### Data entries:
--- --- ---

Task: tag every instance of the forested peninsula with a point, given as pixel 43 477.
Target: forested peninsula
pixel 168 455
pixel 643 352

--- --- ---

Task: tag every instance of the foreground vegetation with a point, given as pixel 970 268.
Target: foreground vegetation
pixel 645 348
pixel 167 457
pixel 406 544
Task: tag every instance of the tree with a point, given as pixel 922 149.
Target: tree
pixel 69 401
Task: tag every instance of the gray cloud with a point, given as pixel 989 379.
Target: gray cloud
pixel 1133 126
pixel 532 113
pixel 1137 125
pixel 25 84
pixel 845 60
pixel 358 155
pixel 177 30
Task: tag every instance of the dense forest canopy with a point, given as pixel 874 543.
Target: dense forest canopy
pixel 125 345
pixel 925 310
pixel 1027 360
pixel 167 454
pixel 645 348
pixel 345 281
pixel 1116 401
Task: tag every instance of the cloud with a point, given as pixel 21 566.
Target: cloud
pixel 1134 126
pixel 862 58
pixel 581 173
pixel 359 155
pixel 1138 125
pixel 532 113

--- --- ---

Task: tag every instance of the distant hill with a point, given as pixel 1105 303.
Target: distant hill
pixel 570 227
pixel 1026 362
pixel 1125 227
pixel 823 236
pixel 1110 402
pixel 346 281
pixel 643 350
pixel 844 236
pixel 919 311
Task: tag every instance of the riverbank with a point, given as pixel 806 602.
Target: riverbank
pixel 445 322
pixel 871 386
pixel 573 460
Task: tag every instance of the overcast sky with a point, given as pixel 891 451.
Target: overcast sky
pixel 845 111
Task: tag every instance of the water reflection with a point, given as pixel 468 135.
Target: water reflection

--- --- ---

### Exercise goal:
Lay out the records from the line with "Task: tag every instance of the overcast" to the line with "Target: water reflection" as a Markdown table. Use the columns Row and Record line, and leave out any blank lines.

### Full answer:
| Row | Record line |
|---|---|
| 1 | Task: tag every instance of the overcast sky with a point, given as pixel 891 451. |
| 2 | Target: overcast sky |
| 3 | pixel 845 111 |
| 4 | Task: tag every instance of the water reflection with a point, given as pixel 468 135. |
| 5 | Target: water reflection |